• _Request_
Locate every line in the material below that contains the string "paver" and copy each of those lines. Case counts when matching.

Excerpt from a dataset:

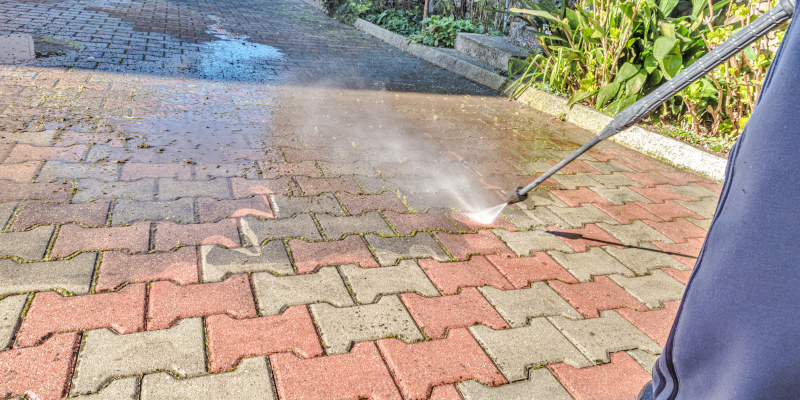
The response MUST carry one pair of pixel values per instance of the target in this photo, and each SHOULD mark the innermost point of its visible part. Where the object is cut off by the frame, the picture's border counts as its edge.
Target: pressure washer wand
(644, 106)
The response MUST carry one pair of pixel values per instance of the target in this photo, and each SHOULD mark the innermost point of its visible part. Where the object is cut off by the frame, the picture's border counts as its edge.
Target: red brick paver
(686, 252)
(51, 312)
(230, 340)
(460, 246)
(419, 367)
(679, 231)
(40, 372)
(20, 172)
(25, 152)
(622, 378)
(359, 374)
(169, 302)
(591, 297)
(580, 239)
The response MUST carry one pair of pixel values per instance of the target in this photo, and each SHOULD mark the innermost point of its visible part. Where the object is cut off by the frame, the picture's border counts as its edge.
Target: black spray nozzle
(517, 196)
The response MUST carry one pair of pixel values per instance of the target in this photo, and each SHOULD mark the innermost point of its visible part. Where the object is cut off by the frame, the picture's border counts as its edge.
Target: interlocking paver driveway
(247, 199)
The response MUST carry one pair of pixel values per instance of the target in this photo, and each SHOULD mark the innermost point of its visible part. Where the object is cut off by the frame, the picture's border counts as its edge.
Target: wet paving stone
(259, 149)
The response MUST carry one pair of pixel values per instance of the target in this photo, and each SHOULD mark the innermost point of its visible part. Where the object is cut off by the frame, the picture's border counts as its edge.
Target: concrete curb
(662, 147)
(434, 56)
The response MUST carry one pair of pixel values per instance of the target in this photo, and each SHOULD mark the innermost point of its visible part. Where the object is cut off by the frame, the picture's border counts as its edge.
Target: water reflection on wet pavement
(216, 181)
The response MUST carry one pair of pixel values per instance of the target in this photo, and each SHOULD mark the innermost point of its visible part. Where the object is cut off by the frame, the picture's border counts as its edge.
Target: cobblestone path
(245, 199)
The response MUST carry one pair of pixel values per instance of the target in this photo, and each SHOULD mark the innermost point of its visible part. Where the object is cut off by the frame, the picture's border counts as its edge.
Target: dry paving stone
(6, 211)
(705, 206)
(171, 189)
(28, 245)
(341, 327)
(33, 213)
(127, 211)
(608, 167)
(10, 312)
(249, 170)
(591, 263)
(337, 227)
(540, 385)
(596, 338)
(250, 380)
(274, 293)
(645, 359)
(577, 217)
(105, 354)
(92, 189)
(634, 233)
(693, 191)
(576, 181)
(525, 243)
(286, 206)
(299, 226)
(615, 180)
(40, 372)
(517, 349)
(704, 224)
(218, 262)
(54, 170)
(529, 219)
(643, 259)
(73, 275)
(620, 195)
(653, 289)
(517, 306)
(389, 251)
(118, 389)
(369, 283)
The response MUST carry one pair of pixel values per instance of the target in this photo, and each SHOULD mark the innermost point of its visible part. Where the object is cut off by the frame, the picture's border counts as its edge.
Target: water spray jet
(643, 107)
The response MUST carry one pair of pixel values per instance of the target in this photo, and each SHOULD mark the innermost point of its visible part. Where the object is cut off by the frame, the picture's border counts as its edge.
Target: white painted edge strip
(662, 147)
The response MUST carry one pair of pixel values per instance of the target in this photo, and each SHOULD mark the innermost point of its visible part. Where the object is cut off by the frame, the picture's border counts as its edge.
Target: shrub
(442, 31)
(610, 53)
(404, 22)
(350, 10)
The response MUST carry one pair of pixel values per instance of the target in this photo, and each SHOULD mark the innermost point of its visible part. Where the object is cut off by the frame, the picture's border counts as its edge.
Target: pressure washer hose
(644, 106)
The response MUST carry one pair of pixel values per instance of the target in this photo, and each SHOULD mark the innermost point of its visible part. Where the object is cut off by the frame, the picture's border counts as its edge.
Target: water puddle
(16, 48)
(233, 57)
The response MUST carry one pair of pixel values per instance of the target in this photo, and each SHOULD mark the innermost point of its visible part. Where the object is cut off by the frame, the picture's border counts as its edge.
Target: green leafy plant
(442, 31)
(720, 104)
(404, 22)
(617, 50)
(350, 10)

• _Result of this exercise_
Target: red brick paver
Target: interlocking paver driveway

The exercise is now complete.